Reproduisez intégralement, ci-dessous, le récit de la première étape de la Mini Transat, sans y apporter la moindre modification.
----- Texte fourni
Mais quelle course ! Apres un peu moins de 9 jours de mer j'ai passé la ligne d'arrivée de la première étape de la Mini Transat en quatrième position.
Déçu en premier lieu d'échouer au pied du podium, je me suis très vite souvenu qu'on se moquait éperdument du podium d'étape : c'est en Martinique qu'on comptera les points! Et de ce point de vue je me réjouis d'être à ce stade complètement dans le match pour le podium final face à des concurrents souvent bien plus entraînés que moi. RIEN n'est joué et il ne faut absolument RIEN lâcher pour la 2e étape. Le 2 novembre prochain, date de notre "vrai" départ pour les Antilles, tous les compteurs repartent à 0...
En attendant je vous raconte cette première étape. Je ne sais pas si cela s'est vu à la cartographie mais il s'est passé beaucoup de choses !
Un lever aux aurores !
Après 2 semaines ponctuées de nuits de 12 heures, cela nous fait tous un peu bizarre de se lever d'un coup à 5h45 pour aller traverser l'Atlantique!
La direction de course nous a fixé à 6h30 l'heure de "configuration de course" c'est à dire l'heure à laquelle il n'y a le droit de ne plus rien embarquer ou débarquer du bord : pas un sandwich, une fourchette, un ciré ou même un stylo!
----------
----- Données fournies
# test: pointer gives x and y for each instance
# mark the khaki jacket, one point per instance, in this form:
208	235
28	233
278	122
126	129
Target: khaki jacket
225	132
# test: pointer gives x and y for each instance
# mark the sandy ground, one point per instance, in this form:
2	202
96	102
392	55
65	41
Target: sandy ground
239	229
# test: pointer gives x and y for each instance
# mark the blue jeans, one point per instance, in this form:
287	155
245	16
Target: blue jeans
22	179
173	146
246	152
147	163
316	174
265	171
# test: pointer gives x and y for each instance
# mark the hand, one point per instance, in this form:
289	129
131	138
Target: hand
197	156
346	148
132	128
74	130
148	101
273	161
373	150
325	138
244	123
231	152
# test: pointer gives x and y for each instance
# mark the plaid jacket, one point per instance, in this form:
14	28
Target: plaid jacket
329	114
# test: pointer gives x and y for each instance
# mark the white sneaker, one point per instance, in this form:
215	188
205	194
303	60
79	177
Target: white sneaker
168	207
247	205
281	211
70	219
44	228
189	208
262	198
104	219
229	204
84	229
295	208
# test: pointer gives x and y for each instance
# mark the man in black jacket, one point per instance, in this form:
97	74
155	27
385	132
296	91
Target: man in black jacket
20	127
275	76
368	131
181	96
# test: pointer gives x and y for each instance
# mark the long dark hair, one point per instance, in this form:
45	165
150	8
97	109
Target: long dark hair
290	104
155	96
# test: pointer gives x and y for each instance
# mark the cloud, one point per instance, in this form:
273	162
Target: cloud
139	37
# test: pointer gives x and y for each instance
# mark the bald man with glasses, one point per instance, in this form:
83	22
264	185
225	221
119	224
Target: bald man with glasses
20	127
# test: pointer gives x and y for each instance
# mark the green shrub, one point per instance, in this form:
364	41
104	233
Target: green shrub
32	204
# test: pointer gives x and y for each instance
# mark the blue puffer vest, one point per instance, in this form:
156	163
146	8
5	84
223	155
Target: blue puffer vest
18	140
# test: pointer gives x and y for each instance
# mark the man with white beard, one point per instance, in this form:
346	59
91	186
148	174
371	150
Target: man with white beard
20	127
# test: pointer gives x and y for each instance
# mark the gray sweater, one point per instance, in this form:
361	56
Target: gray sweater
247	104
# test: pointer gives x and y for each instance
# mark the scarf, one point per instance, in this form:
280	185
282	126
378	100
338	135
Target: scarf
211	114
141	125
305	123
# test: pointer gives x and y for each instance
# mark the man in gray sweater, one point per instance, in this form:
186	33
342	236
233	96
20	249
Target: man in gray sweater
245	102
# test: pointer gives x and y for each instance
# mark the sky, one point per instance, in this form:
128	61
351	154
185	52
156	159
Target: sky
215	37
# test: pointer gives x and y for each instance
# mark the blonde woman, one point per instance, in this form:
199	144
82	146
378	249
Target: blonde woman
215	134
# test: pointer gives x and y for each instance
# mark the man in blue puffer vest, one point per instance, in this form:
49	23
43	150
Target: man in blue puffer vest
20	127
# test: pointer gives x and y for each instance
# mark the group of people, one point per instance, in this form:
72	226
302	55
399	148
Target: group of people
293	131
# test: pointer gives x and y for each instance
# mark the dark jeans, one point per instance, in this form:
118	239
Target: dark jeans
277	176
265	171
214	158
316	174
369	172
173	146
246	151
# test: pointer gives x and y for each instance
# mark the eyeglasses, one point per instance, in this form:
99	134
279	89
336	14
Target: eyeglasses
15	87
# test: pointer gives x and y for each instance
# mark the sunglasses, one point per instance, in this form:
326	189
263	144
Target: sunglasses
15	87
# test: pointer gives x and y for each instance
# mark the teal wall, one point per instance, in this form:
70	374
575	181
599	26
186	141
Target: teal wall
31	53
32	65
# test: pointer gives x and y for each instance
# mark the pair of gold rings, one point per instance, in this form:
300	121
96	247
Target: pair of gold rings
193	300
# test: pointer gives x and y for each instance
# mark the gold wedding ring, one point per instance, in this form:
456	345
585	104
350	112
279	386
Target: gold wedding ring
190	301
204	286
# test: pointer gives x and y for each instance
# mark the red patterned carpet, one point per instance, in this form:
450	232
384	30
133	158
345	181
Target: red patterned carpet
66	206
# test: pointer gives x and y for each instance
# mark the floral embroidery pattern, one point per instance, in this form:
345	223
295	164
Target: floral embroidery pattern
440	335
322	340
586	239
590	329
----------
----- Données fournies
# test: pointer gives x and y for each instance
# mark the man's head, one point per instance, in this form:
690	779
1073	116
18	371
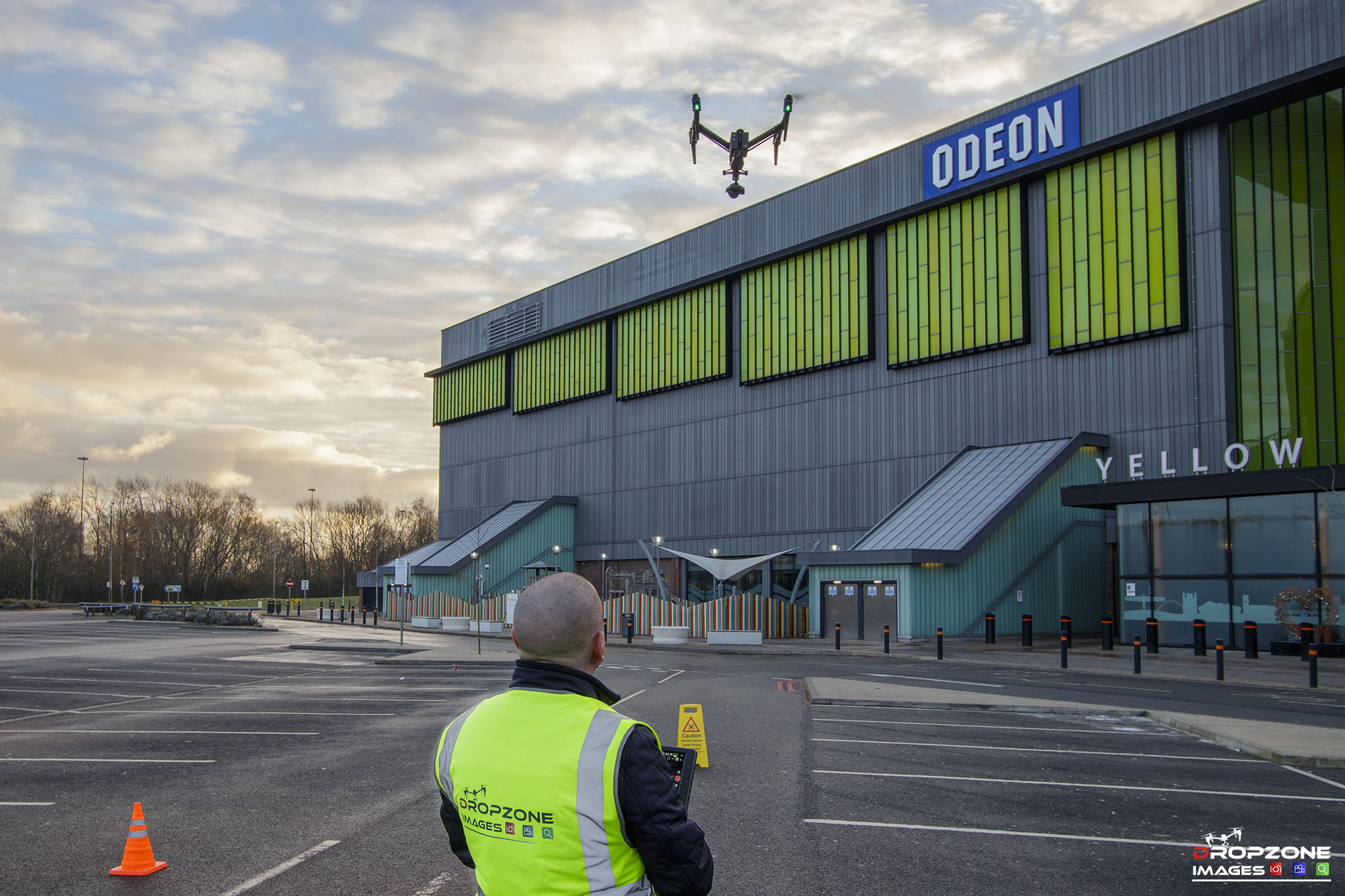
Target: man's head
----------
Réponse ->
Mais quelle course ! Apres un peu moins de 9 jours de mer j'ai passé la ligne d'arrivée de la première étape de la Mini Transat en quatrième position.
Déçu en premier lieu d'échouer au pied du podium, je me suis très vite souvenu qu'on se moquait éperdument du podium d'étape : c'est en Martinique qu'on comptera les points! Et de ce point de vue je me réjouis d'être à ce stade complètement dans le match pour le podium final face à des concurrents souvent bien plus entraînés que moi. RIEN n'est joué et il ne faut absolument RIEN lâcher pour la 2e étape. Le 2 novembre prochain, date de notre "vrai" départ pour les Antilles, tous les compteurs repartent à 0...
En attendant je vous raconte cette première étape. Je ne sais pas si cela s'est vu à la cartographie mais il s'est passé beaucoup de choses !
Un lever aux aurores !
Après 2 semaines ponctuées de nuits de 12 heures, cela nous fait tous un peu bizarre de se lever d'un coup à 5h45 pour aller traverser l'Atlantique!
La direction de course nous a fixé à 6h30 l'heure de "configuration de course" c'est à dire l'heure à laquelle il n'y a le droit de ne plus rien embarquer ou débarquer du bord : pas un sandwich, une fourchette, un ciré ou même un stylo!